Data items
------------------------------------------------------------
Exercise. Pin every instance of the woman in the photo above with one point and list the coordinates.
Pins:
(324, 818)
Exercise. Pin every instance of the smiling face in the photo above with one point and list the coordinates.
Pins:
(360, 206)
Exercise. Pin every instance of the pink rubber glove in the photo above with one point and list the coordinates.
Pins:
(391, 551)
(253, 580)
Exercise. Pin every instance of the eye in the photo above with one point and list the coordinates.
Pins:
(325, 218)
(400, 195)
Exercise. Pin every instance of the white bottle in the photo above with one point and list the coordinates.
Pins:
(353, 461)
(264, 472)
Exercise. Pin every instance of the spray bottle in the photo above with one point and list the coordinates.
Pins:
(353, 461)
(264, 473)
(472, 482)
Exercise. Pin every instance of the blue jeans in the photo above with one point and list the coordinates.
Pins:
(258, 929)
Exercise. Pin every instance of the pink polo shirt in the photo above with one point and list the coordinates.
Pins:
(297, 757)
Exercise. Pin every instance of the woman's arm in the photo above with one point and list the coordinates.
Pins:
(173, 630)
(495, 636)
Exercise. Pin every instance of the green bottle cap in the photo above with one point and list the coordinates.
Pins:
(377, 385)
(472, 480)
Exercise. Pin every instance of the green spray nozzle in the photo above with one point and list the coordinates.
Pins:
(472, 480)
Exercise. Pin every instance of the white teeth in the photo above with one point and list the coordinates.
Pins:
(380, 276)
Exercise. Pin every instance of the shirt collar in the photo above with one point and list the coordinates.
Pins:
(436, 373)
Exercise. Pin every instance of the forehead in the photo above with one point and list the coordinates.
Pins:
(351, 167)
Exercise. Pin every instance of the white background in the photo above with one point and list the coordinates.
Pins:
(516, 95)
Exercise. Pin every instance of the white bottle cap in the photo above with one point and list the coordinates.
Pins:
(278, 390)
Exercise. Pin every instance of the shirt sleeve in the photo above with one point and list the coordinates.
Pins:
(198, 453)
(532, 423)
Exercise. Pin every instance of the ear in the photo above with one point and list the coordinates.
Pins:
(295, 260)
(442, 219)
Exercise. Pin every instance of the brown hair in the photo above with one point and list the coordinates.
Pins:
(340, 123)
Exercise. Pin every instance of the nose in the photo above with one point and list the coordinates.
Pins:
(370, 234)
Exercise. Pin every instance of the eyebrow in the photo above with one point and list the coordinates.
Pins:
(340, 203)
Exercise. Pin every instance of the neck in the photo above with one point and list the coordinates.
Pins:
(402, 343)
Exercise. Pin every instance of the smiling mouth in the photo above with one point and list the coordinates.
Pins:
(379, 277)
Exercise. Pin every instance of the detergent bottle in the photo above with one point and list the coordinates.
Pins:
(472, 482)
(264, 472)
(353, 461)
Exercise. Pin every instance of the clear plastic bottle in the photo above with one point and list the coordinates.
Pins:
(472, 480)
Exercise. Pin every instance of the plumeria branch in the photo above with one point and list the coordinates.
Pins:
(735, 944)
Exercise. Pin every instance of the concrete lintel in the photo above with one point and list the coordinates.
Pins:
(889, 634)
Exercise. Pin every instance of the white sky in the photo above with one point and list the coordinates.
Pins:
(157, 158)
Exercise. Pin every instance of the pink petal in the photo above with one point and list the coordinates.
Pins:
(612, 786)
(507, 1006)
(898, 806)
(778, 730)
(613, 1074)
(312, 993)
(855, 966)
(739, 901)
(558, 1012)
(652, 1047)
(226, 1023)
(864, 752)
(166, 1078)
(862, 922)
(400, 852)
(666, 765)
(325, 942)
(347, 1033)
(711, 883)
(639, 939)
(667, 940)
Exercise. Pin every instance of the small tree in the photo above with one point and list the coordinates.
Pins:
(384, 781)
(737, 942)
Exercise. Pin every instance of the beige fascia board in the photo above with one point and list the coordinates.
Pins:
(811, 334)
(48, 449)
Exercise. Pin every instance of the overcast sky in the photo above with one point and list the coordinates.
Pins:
------------------------------------------------------------
→ The task: Transcribe the data. Leave every line exactly as it is.

→ The answer:
Exercise. Pin every instance of the woman in the photo above with one point and list the coordinates.
Pins:
(324, 818)
Exercise. Pin every instance of the smiling face in the photo above with one point and list the coordinates.
Pins:
(360, 206)
Exercise. Pin every instance of the pink rubber glove in the photo above with one point and list the coordinates.
Pins:
(391, 551)
(253, 580)
Exercise. Pin every instance of the eye in the photo above with one point and list the coordinates.
Pins:
(325, 218)
(400, 195)
Exercise. Pin every instance of the white bottle in the photo above with one point and list the coordinates.
Pins:
(353, 461)
(264, 472)
Exercise. Pin every instance of the spray bottle in the photo above with one point and list the coordinates.
Pins:
(353, 461)
(264, 473)
(472, 482)
Exercise. Pin every instance of the blue jeans in the photo above with one point and list the coordinates.
Pins:
(258, 929)
Exercise. Pin every instance of the pink polo shirt in the photo above with one point and list the coordinates.
Pins:
(297, 757)
Exercise. Pin every instance of the woman's arm in the photo above with one point and list the coordinates.
Pins:
(173, 630)
(495, 636)
Exercise. Pin every instance of the green bottle cap in the photo above with one point and list the coordinates.
Pins:
(377, 385)
(472, 480)
Exercise. Pin every instance of the green spray nozzle in the photo above with one point and list the coordinates.
Pins:
(472, 480)
Exercise. Pin every instance of the white teeth in the photo above with one point and list the coordinates.
Pins:
(380, 276)
Exercise. Pin every instance of the shirt collar in the photo above with one point and list the coordinates.
Pins:
(436, 373)
Exercise. Pin every instance of the forehead in the photo above with one point and list the coordinates.
Pins:
(351, 167)
Exercise. Pin every instance of the white background in the photo above with one point and list the coordinates.
Pins:
(516, 95)
Exercise. Pin every instance of the white bottle cap in the photo above with one point and list the coordinates.
Pins:
(278, 390)
Exercise. Pin every instance of the shirt sleeve in the photo above with one point and list the coordinates.
Pins:
(198, 453)
(532, 423)
Exercise. Pin every instance of the ear in the photo above with one point and list the coordinates.
Pins:
(295, 260)
(442, 219)
Exercise. Pin every instance of the brown hair in the photo above with one point and list the coordinates.
Pins:
(340, 123)
Exercise. Pin every instance of the nose in the photo above with one point and list the coordinates.
Pins:
(370, 234)
Exercise. Pin every instance of the eyebrow in the photo above with one point and list the coordinates.
Pins:
(340, 203)
Exercise. Pin every instance of the neck in the photo above with one point and list the coordinates.
Pins:
(402, 343)
Exercise. Pin every instance of the smiling mouth in the photo above with one point and list the coordinates.
Pins:
(379, 277)
Exercise. Pin every instance of the detergent bottle in the photo above with one point and list the coordinates.
Pins:
(472, 482)
(264, 472)
(353, 461)
Exercise. Pin every instance of the clear plastic bottle in the photo above with one point and list the coordinates.
Pins:
(472, 480)
Exercise. Pin every instance of the plumeria branch in the photo above with one point and list the coordinates.
Pins:
(735, 944)
Exercise. Pin every instance of the concrete lintel in the photo above with one point and list the coordinates.
Pins:
(889, 634)
Exercise. Pin every instance of the white sky in the photo above with one point and list the coordinates.
Pins:
(157, 158)
Exercise. Pin every instance of the pink petal in the photo above with one point and list the coordinates.
Pins:
(612, 786)
(507, 1006)
(898, 806)
(778, 730)
(613, 1074)
(312, 993)
(855, 966)
(739, 901)
(558, 1012)
(652, 1047)
(226, 1023)
(864, 752)
(166, 1078)
(862, 922)
(400, 852)
(666, 765)
(325, 942)
(347, 1033)
(711, 883)
(639, 939)
(667, 940)
Exercise. Pin every instance of the small tree in the photo above with one point and list the coordinates.
Pins:
(384, 781)
(737, 942)
Exercise. Pin every instance of the beige fascia board in the photo above with one point and list the coordinates.
Pins:
(811, 334)
(48, 449)
Exercise. Pin every instance of the overcast sky in the photo above with one point and list the coordinates.
Pins:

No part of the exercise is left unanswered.